WHAT YOU ARE ASKED TO DO ▸
Summarize the article below on outdoor CPD for early years staff in two sentences.

TEXT PASSAGE ▸
"""

Outdoor CPD not only fits in with a range of training objectives but can also be more memorable and long-lasting than many traditional courses, Gabriella Jozwiak reports
A Julie Mountain course
A Julie Mountain course

When you are outside, you get your hands dirty – you don’t forget that in a hurry,’ says Julie Mountain. ‘Outdoor learning is much more memorable for adults.’

Ms Mountain, who is director of Play Learning Life, believes all areas of teaching early years curriculum can be improved through outdoor CPD. Her recommended approach is for a full setting to undertake action-research-project-style training over several months to simultaneously address multiple teaching objectives, rather than the ‘generic’ online courses or half-day training sessions offered by local authorities.

‘Anecdotally we know shared learning and understanding of change is much better when you’re all working together than if you have got to absorb it and share that knowledge back to your colleagues,’ she says.

For example, if a setting wanted to improve communication and language, staff would begin by assessing how children use the outside space, where they congregate and how to enhance opportunities in those areas. ‘Children use more interesting vocabulary, and communicate more frequently, outdoors,’ Ms Mountain says. ‘They want to share what they’re doing. You want your practitioners to be as skilled as possible in encouraging that.’

Evaluate as you go

Practitioners should track children over a number of weeks to see what approaches work. ‘Continuing in CPD is the bit people forget,’ says Ms Mountain. ‘Particularly with outdoors you have to keep going back and make it work for you.’

Professor Jan White, a consultant of outdoor provision in the early years, agrees the reflective style of outdoor CPD can help workforces become better at assessing and evaluating their own practice. ‘What the training should do is help people look at their own provision and practice. What’s actually going on here with this mud kitchen? What could we do to make it work better?,’ she says.

"""

LISTED ENTRIES ▸
"""

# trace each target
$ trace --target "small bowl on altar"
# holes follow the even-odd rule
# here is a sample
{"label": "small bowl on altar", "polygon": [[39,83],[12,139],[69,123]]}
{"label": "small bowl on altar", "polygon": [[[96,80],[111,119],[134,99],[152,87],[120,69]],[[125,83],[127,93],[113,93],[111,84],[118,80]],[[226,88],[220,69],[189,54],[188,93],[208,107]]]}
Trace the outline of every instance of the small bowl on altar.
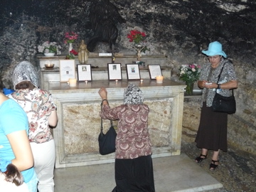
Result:
{"label": "small bowl on altar", "polygon": [[45,64],[46,68],[46,69],[52,69],[54,67],[54,64],[53,63],[47,63]]}

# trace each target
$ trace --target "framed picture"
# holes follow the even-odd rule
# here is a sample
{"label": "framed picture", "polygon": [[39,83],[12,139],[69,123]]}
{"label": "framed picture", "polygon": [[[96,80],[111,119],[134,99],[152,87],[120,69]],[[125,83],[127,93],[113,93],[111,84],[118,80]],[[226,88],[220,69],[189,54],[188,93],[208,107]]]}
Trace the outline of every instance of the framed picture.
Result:
{"label": "framed picture", "polygon": [[140,72],[139,64],[126,64],[128,80],[139,80]]}
{"label": "framed picture", "polygon": [[155,80],[156,76],[162,76],[160,65],[148,65],[148,68],[151,80]]}
{"label": "framed picture", "polygon": [[78,64],[78,80],[92,80],[92,66],[91,64]]}
{"label": "framed picture", "polygon": [[122,80],[121,63],[107,63],[109,80]]}
{"label": "framed picture", "polygon": [[67,82],[69,78],[75,78],[75,60],[60,60],[60,80]]}

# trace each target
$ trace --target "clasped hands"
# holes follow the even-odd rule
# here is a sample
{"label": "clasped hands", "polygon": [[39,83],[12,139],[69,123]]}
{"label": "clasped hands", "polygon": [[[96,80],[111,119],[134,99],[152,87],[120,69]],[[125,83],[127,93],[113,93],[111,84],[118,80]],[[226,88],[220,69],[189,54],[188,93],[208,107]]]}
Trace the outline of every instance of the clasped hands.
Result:
{"label": "clasped hands", "polygon": [[208,89],[214,89],[218,87],[218,84],[215,82],[209,82],[207,80],[202,80],[201,81],[200,87],[201,88],[206,87]]}
{"label": "clasped hands", "polygon": [[6,167],[10,164],[11,164],[11,161],[9,160],[0,159],[0,171],[2,173],[6,171]]}
{"label": "clasped hands", "polygon": [[98,92],[102,100],[106,100],[107,97],[107,91],[105,87],[101,87]]}

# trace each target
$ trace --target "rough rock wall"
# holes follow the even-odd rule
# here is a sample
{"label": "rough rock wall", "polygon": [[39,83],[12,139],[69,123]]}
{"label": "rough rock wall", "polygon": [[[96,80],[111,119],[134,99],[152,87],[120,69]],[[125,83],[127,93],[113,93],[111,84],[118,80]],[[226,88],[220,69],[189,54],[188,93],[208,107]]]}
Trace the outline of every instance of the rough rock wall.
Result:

"""

COMPLETED TASK ▸
Julie Mountain, director of Play Learning Life, says outdoor CPD is more memorable for adults and recommends that a whole setting do action-research-style training over several months instead of generic online courses or half-day sessions, tracking children over a number of weeks to see what works. Professor Jan White agrees that this reflective style can help staff get better at assessing and evaluating their own provision and practice.